- What to work on
Each line from the one containing "Bet you can't find the covered" to the end of the records should be copied exactly, and no other line.

Saved data entries
---+---
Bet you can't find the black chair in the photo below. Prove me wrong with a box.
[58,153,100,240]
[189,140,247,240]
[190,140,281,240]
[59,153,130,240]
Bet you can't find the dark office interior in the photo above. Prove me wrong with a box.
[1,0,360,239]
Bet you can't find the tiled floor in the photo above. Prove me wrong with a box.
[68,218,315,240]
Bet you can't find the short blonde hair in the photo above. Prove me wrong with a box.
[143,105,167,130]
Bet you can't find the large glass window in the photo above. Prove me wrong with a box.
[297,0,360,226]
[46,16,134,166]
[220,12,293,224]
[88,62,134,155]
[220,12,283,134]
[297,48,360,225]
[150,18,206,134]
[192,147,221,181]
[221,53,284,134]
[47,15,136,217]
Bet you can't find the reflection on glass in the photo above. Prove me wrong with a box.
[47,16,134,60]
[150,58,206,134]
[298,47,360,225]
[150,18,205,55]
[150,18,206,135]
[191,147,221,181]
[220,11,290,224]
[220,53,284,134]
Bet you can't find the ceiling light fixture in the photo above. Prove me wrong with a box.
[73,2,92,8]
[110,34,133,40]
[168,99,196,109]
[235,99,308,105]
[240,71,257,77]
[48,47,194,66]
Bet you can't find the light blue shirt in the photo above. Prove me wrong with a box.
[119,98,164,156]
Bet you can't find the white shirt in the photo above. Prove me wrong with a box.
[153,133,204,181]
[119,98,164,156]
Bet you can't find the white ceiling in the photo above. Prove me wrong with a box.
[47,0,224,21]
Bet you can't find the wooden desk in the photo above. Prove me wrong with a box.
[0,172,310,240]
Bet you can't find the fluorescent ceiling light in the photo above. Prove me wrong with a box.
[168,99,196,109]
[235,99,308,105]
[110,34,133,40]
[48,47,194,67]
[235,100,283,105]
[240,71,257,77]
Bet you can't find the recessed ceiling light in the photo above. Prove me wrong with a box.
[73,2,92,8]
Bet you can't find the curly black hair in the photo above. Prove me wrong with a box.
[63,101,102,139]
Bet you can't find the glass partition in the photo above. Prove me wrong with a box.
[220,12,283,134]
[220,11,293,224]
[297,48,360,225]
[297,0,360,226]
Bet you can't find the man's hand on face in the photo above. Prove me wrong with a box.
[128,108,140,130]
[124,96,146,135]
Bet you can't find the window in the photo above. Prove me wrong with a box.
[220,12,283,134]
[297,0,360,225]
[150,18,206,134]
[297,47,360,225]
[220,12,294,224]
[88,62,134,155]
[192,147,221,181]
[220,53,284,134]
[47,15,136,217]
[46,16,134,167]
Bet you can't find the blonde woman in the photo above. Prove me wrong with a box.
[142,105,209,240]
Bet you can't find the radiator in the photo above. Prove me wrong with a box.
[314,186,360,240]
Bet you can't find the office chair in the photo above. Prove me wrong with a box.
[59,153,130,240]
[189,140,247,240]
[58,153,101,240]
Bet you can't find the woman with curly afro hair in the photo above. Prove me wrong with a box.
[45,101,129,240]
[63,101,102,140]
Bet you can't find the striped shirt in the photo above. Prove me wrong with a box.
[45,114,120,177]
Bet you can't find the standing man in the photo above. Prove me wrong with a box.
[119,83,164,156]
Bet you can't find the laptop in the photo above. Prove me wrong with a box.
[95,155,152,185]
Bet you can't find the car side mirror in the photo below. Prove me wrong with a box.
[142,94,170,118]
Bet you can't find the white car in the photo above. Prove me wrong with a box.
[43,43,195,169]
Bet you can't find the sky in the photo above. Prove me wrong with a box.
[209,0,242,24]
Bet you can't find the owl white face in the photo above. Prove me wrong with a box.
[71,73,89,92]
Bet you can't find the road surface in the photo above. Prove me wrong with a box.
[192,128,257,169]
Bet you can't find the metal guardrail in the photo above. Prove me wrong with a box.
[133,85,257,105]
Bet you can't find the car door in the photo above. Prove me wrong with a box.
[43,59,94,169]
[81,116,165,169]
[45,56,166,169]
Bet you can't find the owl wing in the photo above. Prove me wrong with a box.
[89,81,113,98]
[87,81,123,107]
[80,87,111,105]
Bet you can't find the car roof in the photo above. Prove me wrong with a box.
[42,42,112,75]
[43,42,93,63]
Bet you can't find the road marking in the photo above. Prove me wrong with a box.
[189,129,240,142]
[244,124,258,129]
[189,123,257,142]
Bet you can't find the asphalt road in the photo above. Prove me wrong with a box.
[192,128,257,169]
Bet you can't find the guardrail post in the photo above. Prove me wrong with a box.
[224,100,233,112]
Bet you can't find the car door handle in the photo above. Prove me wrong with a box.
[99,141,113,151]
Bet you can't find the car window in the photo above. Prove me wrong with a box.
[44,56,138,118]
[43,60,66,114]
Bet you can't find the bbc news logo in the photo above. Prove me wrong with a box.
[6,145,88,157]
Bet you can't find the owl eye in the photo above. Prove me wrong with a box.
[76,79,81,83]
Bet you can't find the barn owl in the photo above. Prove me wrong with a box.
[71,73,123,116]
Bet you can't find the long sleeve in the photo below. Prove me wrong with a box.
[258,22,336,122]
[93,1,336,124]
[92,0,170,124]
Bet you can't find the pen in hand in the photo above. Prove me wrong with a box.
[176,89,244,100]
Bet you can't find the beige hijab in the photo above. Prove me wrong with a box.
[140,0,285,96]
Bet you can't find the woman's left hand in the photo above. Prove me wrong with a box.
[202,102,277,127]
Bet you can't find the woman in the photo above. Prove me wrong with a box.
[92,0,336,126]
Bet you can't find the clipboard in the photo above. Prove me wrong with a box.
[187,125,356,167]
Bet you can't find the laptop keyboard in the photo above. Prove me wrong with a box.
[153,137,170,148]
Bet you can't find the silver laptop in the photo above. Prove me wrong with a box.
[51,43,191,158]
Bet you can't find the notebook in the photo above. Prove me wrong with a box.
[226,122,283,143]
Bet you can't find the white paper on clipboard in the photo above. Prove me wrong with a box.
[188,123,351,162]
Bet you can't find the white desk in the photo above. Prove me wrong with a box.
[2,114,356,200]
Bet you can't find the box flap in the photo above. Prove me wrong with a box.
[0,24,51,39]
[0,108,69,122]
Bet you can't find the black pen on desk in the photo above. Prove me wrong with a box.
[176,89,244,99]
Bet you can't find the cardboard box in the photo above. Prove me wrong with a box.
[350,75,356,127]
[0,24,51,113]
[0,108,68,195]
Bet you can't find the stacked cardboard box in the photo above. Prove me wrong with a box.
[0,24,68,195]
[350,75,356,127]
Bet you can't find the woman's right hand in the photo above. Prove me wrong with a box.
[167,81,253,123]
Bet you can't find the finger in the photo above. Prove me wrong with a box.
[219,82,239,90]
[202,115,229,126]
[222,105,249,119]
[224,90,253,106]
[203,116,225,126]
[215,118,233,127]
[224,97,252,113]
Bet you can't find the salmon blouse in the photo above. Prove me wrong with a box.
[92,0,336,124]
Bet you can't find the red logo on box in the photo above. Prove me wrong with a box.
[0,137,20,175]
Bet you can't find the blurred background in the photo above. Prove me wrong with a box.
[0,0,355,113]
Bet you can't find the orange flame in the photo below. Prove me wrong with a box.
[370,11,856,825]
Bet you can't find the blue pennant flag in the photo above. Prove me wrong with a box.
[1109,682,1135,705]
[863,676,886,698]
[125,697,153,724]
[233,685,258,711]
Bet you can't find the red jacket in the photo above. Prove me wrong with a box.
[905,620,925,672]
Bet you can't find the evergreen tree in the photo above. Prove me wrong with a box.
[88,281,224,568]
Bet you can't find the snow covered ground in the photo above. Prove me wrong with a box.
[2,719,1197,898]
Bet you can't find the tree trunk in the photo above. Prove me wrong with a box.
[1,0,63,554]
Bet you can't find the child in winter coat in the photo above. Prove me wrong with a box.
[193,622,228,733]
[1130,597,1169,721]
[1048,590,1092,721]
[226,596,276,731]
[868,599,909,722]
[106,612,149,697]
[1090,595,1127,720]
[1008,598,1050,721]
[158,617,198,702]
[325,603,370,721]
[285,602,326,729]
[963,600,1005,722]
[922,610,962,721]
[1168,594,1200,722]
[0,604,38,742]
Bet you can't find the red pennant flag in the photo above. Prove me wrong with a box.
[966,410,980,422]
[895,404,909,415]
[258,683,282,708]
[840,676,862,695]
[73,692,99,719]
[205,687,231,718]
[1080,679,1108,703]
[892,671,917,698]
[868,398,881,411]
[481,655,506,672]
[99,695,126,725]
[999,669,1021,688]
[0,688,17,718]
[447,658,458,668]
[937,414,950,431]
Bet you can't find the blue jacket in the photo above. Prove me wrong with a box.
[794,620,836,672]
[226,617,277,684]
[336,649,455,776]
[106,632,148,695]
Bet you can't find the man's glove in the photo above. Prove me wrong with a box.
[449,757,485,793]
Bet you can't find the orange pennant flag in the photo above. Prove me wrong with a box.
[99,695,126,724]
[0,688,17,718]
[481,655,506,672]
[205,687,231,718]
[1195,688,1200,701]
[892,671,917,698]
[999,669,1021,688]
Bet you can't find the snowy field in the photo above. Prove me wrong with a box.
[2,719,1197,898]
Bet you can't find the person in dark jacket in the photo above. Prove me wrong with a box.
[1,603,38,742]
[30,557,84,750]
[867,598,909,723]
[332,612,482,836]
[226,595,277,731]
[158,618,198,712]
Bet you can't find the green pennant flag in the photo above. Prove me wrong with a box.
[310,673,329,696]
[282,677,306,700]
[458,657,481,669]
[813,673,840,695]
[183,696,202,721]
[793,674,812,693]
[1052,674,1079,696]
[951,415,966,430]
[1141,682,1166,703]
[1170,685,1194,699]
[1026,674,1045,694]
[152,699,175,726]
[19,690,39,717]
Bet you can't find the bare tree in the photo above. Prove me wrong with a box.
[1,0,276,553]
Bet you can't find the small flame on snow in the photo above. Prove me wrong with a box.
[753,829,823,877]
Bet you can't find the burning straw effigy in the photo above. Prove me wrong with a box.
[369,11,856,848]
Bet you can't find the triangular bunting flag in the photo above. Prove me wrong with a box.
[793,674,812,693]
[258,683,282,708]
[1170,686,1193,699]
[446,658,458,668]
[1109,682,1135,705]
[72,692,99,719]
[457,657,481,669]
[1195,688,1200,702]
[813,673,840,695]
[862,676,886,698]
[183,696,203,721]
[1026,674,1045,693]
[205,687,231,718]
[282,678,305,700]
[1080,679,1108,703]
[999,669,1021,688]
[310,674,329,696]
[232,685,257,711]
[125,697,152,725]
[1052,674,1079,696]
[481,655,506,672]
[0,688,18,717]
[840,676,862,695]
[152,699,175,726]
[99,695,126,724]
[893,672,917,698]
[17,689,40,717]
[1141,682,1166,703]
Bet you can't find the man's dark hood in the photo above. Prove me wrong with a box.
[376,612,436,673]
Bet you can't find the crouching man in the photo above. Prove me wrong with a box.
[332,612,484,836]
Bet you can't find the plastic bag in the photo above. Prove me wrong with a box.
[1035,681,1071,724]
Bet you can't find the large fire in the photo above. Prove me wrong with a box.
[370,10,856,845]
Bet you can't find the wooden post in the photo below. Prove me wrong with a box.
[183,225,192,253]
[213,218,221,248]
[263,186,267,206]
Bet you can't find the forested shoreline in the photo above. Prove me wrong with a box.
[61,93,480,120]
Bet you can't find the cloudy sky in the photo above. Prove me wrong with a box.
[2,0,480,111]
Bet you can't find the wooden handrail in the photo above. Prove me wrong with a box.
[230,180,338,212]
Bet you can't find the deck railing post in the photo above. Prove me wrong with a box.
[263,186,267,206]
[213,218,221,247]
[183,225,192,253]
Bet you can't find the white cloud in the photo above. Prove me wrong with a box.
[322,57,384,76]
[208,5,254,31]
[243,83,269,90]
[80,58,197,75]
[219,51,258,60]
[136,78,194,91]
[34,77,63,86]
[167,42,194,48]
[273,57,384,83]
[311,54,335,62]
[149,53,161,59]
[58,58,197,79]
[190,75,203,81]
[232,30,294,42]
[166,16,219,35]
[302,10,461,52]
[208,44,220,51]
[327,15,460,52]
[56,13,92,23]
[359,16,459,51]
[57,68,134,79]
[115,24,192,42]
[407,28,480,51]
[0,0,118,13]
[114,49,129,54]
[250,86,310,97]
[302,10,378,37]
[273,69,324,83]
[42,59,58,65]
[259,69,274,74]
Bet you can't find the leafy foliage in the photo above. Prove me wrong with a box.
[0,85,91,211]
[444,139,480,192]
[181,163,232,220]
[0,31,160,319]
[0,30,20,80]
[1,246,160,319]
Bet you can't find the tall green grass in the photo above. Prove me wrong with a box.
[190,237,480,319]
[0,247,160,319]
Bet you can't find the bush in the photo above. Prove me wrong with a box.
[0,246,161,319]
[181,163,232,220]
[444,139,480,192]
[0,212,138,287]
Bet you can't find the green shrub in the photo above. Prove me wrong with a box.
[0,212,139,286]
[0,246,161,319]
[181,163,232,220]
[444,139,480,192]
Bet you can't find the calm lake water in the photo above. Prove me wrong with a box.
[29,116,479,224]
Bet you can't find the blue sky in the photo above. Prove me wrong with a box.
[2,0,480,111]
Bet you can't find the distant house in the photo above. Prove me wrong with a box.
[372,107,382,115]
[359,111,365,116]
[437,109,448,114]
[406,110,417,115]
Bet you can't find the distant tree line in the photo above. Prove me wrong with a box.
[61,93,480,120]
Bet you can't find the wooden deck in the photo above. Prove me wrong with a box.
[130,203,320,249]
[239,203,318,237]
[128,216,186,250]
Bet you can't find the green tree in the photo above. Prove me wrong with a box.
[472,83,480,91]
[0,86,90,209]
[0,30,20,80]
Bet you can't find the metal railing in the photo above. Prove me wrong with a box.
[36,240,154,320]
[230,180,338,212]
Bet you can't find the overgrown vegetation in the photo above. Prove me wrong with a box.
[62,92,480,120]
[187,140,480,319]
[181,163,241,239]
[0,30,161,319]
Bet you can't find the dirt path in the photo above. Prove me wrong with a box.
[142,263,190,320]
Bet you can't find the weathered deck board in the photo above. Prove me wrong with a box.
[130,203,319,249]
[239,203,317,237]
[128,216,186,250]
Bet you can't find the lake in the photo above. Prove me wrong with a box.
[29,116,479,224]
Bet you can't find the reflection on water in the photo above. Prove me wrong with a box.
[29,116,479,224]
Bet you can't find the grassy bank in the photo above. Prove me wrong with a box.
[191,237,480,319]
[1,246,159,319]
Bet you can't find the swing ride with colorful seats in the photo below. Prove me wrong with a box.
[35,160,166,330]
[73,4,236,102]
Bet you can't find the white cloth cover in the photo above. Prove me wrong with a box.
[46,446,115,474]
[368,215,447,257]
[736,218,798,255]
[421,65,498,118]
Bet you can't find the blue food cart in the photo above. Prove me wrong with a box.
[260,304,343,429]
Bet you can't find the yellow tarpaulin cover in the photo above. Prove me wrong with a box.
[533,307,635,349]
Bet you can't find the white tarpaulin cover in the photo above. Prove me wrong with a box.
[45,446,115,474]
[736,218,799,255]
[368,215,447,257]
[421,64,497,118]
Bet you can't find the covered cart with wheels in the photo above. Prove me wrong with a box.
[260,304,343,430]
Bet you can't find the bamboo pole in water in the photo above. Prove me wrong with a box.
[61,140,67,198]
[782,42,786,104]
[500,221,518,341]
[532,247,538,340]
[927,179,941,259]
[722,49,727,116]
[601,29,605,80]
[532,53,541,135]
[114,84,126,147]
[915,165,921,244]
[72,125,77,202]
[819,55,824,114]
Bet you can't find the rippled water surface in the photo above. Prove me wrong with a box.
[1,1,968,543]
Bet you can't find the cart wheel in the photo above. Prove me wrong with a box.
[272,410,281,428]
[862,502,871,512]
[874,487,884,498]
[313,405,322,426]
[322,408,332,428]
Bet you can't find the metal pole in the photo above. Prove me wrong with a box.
---+---
- Answer to the exercise
Bet you can't find the covered cart with wheels in the photo above. Prove me wrong with a box.
[260,304,343,430]
Bet you can't find the bamboo pole in water in the photo above. Prove me wrong with a box.
[61,140,67,198]
[782,42,786,104]
[500,221,518,341]
[532,247,538,340]
[927,179,941,259]
[722,49,727,116]
[601,29,605,80]
[532,53,541,135]
[114,84,126,147]
[915,165,921,244]
[72,125,77,202]
[819,55,824,114]
Bet you can't find the rippled water surface in the photo above. Prove me wrong with a box.
[1,1,968,543]
Bet you can't find the cart wheel in the photo above. Prove me wrong with a box.
[272,410,281,428]
[862,502,871,512]
[874,487,884,498]
[313,405,322,426]
[322,408,332,428]
Bet you can't find the metal pole in the photo above. Prove me wrong with a box.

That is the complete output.